§ WHAT IS EXPECTED
Convert the entries below into a two-column CSV with the header instruction,response. Each entry gets one row: its text goes under instruction and its answer under response, each in a single quoted field with line breaks replaced by spaces. Leave out the pictures.

§ MATERIAL TO PROCESS
# # # #

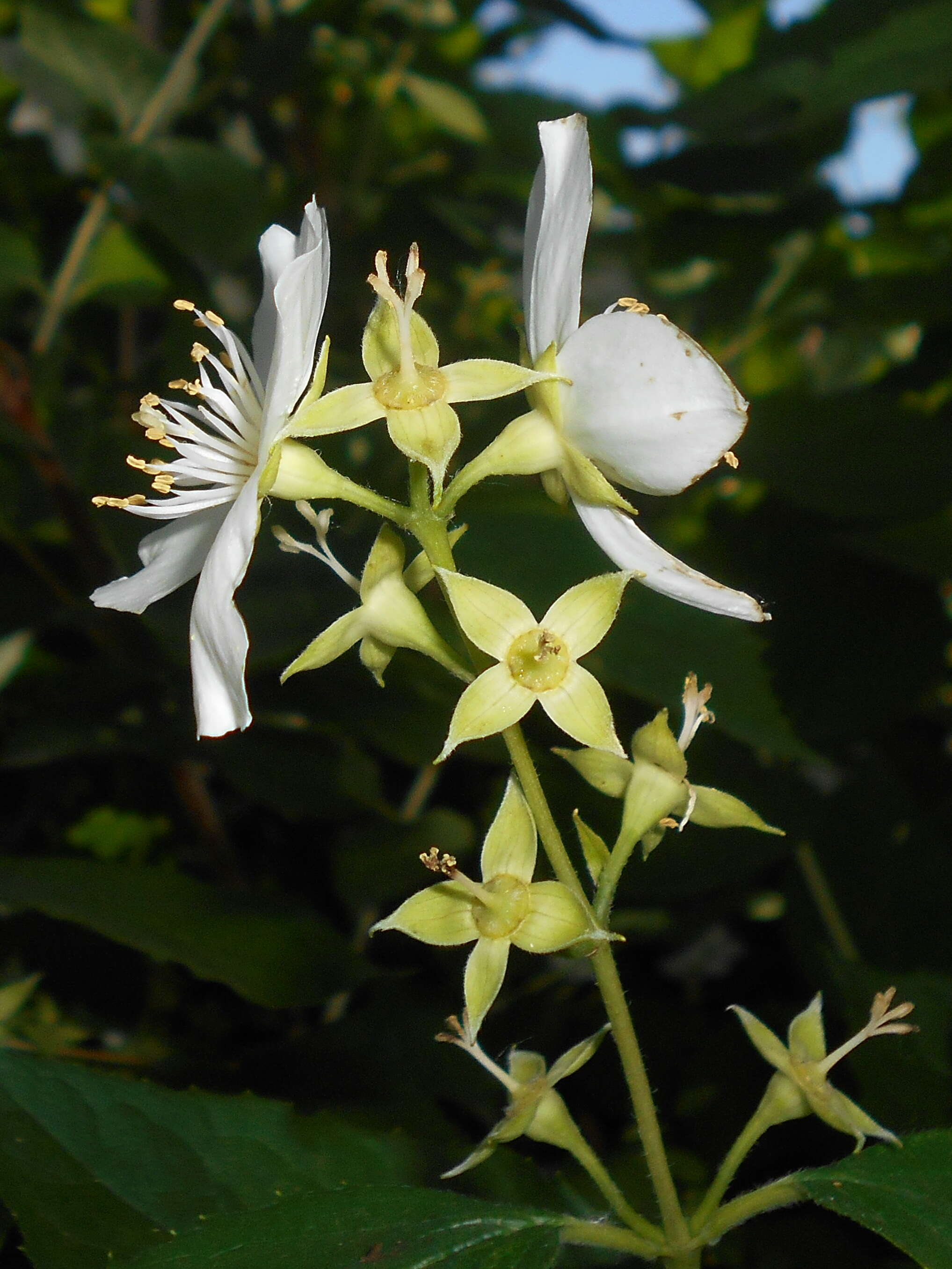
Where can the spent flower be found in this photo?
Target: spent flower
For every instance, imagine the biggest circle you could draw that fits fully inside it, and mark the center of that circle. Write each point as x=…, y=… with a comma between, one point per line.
x=506, y=909
x=408, y=385
x=655, y=782
x=801, y=1085
x=536, y=660
x=535, y=1109
x=390, y=616
x=228, y=440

# # # #

§ FULL OUTPUT
instruction,response
"Where can the spent flower be found in this photo? Target: spent flower For every instance, imagine the biggest circle you could draw that fits fully inside it, and mark the center of that circle. Write each point as x=…, y=… with a comma between, one point per line.","x=506, y=909 x=408, y=385 x=655, y=782 x=801, y=1085 x=536, y=660 x=535, y=1109 x=390, y=616 x=228, y=440"